##### Passage to read #####

While all these factors are critical in building a comprehensive picture of open source project health, there is more to the story. Indeed, many metrics fail to provide the information we need in a timely fashion. We want to use predictive metrics on a daily basis—metrics that are correlated with, and that act as predictors of, the outcomes and impact metrics that we care about.
Most open source project metrics focus on project metadata, such as contributor and commit counts, without addressing whether the project impacts a broader open source ecosystem. Unfortunately, a project that has a great number of contributors and an active flow of contributions may not be, and might never be, relevant to other projects in an open source ecosystem. To better understand the impact of a project, it is important to consider the broader context of an open source ecosystem. This article introduces the V-index as a measure of impact (see Regression Analysis of Open Source Project Impact: Relationships with Activity and Rewards).
Who cares about project impact?
Sponsors of open source projects care about their impact. A foundation that’s hosting an open source project likely wants it to be widely used, for example, or an organization that’s paying developers to work on a project will want to ensure that their efforts are making a difference. Consequently, software developers or project managers may need to use metrics to make the case that the time and effort spent on an open source project is creating real value for their employer.
Open source project members also care about the impact of their project. High-impact projects can be a source of pride and motivation for developers. Within the open source ecosystem, it means that people are interested in new development and ready to report bugs. High impact means that projects need the code base to be maintained and vulnerabilities to be addressed, which is an incentive to support project members.
Open source project impact
An effective way to understand an open source project’s impact is through its software libraries. A software library certainly impacts the projects in which it is used, and popular libraries have also changed the way software is developed by providing functionality across a variety of software projects.
The jQuery/Bootstrap example demonstrates how software libraries can have an impact. Within the open source ecosystem, jQuery is an upstream project to Bootstrap, which itself is an upstream project to many websites and web frameworks, as shown below:
Many metrics are being developed to measure the impact of an open source project. These include the number of users, downloads, installs, mentions in media (e.g., blogs, news, YouTube videos, and job postings), the availability of commercial offerings, and the number of add-on products. But such metrics isolate impact within that specific project and don’t fully demonstrate the impact of a software library within an open source ecosystem.
To measure the impact of an open source project within the open source ecosystem, let’s borrow a metric from academia: the h-index. This determines the impact of an author through the relationship of how many publications he or she has produced, and how many other authors have cited these publications. We propose, therefore, that a project’s impact in an open source ecosystem can be determined by downstream dependencies (i.e., how many downstream open source projects use them and how often those downstream projects are themselves used).

##### Dataset entries #####

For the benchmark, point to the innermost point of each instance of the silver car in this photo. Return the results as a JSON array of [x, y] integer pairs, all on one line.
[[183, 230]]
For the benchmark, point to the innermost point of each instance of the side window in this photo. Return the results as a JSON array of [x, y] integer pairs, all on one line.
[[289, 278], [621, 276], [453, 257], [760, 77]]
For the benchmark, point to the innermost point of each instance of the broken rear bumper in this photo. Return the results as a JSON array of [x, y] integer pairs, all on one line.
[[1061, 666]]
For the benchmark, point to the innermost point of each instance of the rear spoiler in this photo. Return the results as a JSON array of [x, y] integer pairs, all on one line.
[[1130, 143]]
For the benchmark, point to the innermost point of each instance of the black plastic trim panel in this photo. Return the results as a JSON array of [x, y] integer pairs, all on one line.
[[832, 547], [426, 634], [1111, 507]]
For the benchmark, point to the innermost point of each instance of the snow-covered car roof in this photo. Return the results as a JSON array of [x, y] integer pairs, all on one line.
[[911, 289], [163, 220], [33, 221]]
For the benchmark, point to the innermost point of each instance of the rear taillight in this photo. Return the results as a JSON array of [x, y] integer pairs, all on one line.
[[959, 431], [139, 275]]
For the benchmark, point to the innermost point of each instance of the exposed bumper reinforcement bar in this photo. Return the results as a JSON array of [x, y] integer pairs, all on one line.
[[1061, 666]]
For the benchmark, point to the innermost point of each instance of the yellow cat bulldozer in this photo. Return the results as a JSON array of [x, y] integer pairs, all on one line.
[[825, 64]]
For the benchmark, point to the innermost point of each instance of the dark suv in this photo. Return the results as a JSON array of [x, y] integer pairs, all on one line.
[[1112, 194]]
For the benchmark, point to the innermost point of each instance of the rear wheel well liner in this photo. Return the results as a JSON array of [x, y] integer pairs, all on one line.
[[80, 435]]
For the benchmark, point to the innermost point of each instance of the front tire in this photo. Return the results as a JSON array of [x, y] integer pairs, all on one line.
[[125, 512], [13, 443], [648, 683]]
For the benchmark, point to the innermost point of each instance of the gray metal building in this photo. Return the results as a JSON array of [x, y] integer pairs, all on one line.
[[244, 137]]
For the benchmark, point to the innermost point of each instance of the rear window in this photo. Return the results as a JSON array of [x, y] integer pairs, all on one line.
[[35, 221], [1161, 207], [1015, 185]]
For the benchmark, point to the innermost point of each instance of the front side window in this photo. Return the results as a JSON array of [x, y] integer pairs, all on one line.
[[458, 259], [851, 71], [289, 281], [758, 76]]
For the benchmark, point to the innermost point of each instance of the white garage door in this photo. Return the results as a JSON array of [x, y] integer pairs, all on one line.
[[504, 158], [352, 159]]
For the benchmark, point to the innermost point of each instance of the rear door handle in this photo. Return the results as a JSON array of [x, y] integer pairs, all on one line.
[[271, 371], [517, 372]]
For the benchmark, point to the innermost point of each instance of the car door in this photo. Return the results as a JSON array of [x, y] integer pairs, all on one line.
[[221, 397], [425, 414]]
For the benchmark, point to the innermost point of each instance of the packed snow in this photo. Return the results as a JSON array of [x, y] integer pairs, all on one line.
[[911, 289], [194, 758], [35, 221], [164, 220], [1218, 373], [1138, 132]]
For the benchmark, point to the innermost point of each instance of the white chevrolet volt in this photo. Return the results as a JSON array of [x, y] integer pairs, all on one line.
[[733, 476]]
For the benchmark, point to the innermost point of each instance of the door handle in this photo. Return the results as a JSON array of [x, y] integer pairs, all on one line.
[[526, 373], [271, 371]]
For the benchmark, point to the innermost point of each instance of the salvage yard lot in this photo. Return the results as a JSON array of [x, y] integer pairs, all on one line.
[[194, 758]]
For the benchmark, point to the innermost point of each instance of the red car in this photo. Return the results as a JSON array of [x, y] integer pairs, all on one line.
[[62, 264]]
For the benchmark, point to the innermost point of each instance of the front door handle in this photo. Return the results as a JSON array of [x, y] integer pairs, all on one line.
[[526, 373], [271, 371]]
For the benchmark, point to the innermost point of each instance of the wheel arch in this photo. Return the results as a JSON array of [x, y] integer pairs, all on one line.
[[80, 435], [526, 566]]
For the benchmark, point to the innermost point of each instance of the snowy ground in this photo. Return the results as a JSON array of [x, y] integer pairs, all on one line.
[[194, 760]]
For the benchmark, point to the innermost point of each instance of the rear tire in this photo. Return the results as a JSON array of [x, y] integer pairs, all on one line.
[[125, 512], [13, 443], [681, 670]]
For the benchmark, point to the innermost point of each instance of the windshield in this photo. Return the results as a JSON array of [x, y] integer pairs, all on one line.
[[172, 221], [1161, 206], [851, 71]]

#####

§ Challenge: According to the passage on open source project impact, what metric from academia is borrowed to measure a project's impact within the open source ecosystem? These entries were drawn from a different source than the passage on open source project impact.

§ Answer to this problem: The h-index.